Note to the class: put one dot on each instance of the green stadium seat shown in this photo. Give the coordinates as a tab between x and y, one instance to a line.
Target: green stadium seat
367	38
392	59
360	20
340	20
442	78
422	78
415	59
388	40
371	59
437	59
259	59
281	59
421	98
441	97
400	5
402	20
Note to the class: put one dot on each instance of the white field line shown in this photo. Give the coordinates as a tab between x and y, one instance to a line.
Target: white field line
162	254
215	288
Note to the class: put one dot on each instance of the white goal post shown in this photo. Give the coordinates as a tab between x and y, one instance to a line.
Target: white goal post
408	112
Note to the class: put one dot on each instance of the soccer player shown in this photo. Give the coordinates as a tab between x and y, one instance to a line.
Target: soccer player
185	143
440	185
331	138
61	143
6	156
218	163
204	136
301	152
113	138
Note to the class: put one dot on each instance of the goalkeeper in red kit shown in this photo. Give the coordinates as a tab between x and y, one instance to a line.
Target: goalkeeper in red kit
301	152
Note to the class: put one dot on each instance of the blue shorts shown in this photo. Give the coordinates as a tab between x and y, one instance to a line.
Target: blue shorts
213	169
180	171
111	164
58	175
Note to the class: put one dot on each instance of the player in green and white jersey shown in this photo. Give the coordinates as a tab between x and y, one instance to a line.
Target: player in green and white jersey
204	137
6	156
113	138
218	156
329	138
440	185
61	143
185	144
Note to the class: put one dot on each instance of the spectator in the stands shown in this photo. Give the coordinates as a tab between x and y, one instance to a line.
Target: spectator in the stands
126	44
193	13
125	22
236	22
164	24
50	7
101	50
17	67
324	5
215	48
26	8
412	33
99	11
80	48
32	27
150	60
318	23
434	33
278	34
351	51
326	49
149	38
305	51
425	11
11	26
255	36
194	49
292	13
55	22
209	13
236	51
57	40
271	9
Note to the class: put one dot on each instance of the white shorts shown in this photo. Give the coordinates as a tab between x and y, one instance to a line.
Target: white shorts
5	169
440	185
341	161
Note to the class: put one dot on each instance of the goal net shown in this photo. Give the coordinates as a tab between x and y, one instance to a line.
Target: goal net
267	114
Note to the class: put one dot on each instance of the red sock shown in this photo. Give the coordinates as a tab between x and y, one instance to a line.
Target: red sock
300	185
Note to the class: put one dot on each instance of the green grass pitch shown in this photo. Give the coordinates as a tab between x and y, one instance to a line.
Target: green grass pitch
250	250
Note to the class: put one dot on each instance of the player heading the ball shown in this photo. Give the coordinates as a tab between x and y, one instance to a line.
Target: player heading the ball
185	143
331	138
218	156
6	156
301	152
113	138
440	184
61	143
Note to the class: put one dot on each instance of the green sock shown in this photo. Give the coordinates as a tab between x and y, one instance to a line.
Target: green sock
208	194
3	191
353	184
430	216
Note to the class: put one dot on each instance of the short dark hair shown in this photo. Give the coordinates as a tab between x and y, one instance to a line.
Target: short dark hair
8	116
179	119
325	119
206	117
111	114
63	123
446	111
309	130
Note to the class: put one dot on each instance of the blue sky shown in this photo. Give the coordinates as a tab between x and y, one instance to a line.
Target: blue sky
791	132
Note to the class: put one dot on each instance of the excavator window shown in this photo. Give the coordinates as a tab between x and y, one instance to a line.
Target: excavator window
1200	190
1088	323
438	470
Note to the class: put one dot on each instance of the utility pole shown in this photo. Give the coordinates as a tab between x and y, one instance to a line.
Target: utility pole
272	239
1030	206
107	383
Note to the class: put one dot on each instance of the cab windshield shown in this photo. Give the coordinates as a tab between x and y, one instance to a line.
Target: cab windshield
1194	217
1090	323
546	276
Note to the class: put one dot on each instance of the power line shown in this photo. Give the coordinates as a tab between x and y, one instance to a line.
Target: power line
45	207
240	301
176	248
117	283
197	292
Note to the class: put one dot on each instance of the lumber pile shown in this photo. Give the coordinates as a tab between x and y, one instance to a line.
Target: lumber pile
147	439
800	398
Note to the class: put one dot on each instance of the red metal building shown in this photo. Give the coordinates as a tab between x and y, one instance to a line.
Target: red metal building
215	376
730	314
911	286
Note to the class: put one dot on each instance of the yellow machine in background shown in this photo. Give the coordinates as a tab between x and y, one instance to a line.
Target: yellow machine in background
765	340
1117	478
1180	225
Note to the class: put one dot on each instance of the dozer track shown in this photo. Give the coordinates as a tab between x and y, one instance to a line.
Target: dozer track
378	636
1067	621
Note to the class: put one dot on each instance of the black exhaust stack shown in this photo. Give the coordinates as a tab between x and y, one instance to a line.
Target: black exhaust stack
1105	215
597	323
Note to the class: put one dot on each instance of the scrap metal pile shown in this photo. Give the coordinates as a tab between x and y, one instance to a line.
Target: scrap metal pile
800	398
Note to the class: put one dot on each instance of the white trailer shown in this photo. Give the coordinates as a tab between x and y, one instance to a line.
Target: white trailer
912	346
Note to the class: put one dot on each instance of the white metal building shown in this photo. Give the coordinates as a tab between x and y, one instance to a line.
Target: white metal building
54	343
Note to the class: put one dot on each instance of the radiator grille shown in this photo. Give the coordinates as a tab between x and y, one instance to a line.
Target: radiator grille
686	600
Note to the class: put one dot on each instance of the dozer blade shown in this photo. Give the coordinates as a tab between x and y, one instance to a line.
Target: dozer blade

**Written problem**
Copy the lines above verbatim, starting with the line that contains "the dozer blade" and continuing through the final line.

**Task output**
Note to the class: put one dot on each instance of the dozer blade shown in this photo. Give the coordinates as a tab between x and y, one instance to a line.
Target: dozer blade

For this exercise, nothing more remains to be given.